#### Task objective
According to the Sixers-Pistons game recap, what was the final score?

Instant observations: Sixers stuff Pistons in a locker for four quarters

The Sixers took a sledgehammer to the Pistons and never stopped swinging, winning a 147-116 blowout that wasn't as close as that lopsided scoreline suggests.

Here's what I saw.

The Good

• Joel Embiid had the most bored 22-point half in the history of basketball on Tuesday night. Yes, I mean bored, not boring, because the opponent on the floor did not do anything to capture his attention during this game. He got exactly one wake-up call, with Nerlens Noel picking his pocket early in the first quarter, and that was all he needed. From there, it was too damn easy:

This was just about the ideal return game for Embiid, who lit up the scoreboard and never really exerted himself, easing back into the lineup after a few games on the bench. As they did in the previous meeting against Detroit, the Sixers basically just spammed pick-and-rolls, the difference being that Embiid ended his rolls around the free-throw line. It gave the Sixers a clean look at the basket whenever they wanted it, with Detroit conceding open look after open look to Embiid.

I can't say I was enthused by his defensive effort, but I suppose you could argue he just scared the Pistons into missing layups — several Detroit drivers seemed to anticipate he was coming to block a shot, only for Embiid to hold back and watch guys fling wild shots off of the backboard.

[Object location annotation data]
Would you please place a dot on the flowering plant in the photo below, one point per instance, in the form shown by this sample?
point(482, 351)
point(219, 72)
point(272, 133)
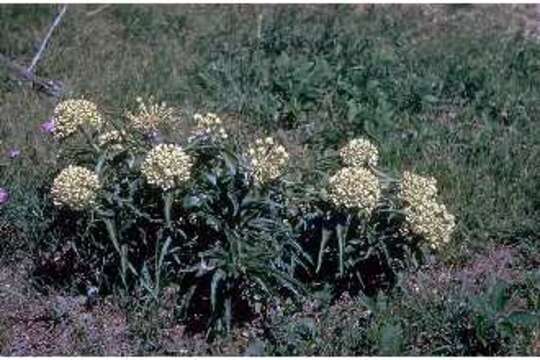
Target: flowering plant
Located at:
point(221, 220)
point(196, 211)
point(362, 226)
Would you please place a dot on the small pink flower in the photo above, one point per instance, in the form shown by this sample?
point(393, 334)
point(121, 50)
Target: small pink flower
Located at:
point(14, 153)
point(4, 196)
point(48, 126)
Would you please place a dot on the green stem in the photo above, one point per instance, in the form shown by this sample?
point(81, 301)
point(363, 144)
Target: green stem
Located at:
point(168, 201)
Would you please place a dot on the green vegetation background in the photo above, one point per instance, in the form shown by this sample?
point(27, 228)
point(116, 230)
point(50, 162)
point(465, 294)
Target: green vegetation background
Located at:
point(450, 91)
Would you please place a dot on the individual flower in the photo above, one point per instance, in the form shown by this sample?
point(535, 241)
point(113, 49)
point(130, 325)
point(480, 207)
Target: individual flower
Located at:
point(359, 152)
point(267, 160)
point(70, 115)
point(425, 215)
point(210, 125)
point(48, 126)
point(432, 221)
point(167, 166)
point(355, 188)
point(14, 153)
point(150, 116)
point(75, 187)
point(113, 140)
point(4, 196)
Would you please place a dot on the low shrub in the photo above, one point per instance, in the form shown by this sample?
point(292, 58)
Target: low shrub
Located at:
point(145, 207)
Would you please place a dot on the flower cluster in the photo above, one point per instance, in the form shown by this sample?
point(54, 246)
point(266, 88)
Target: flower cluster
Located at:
point(356, 188)
point(70, 115)
point(150, 116)
point(113, 140)
point(210, 125)
point(167, 166)
point(425, 215)
point(75, 187)
point(267, 160)
point(359, 152)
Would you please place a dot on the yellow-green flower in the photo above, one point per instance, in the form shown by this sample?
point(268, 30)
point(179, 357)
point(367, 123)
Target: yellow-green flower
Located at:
point(425, 215)
point(267, 160)
point(167, 166)
point(112, 140)
point(75, 187)
point(70, 115)
point(355, 188)
point(150, 117)
point(210, 125)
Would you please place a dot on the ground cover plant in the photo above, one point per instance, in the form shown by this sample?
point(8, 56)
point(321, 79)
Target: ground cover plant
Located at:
point(252, 173)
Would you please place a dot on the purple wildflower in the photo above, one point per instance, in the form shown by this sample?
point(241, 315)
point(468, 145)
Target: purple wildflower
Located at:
point(4, 196)
point(14, 153)
point(155, 137)
point(48, 126)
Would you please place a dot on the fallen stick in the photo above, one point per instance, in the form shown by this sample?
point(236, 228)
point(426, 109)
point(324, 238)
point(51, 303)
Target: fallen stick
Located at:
point(54, 24)
point(53, 88)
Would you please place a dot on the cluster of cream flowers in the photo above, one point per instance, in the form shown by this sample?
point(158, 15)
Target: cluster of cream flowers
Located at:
point(150, 116)
point(113, 140)
point(268, 160)
point(355, 187)
point(359, 152)
point(167, 166)
point(75, 187)
point(210, 125)
point(425, 215)
point(70, 115)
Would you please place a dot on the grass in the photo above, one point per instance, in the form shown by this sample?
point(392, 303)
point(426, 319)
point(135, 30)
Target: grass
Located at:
point(450, 91)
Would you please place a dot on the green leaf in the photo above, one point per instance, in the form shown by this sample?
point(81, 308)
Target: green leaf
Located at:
point(218, 276)
point(391, 339)
point(324, 241)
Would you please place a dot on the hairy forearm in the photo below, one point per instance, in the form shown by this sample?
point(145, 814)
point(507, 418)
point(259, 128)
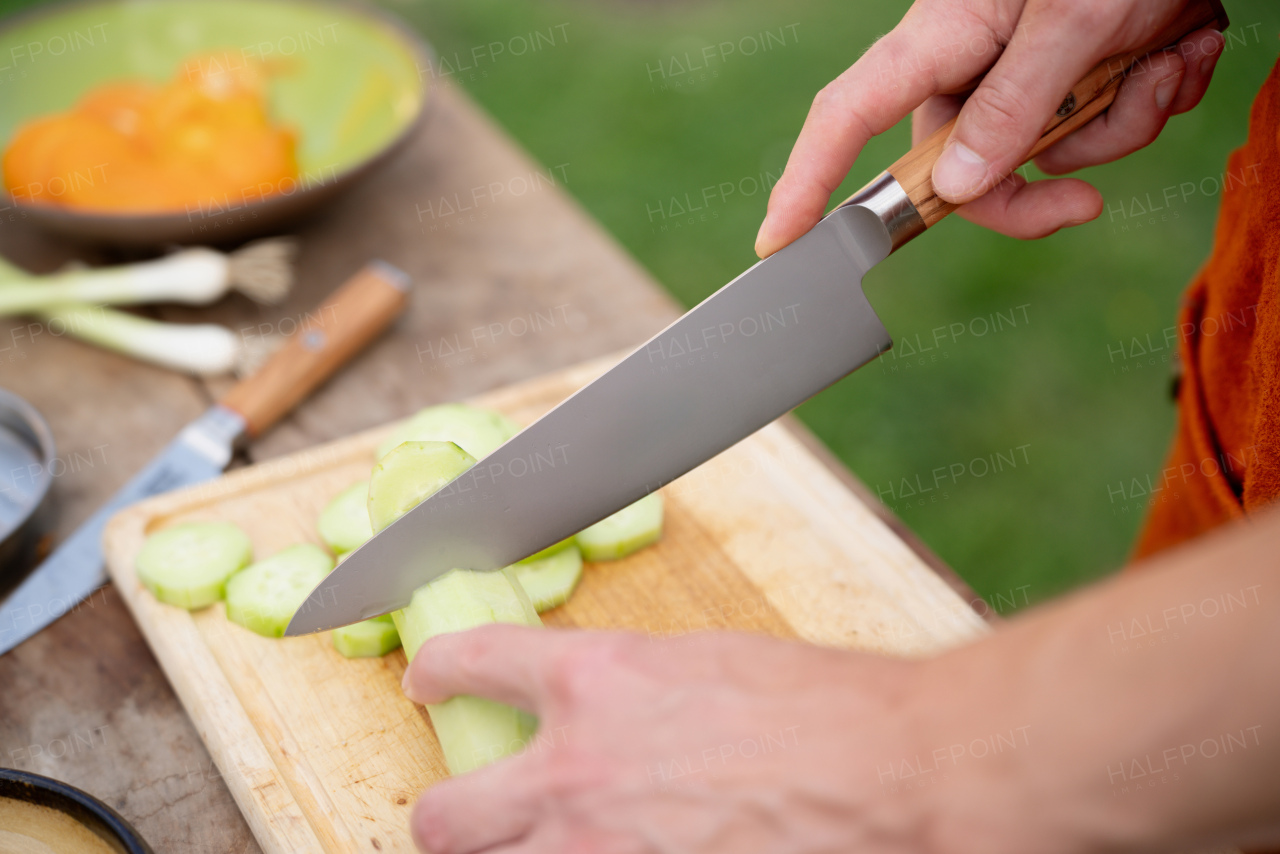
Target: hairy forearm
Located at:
point(1144, 712)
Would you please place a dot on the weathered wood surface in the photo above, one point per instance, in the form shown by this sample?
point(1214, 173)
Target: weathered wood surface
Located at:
point(327, 754)
point(90, 679)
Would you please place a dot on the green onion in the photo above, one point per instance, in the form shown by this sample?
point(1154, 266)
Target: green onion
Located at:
point(195, 348)
point(197, 275)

#### Problem solution
The Sixers won 147-116.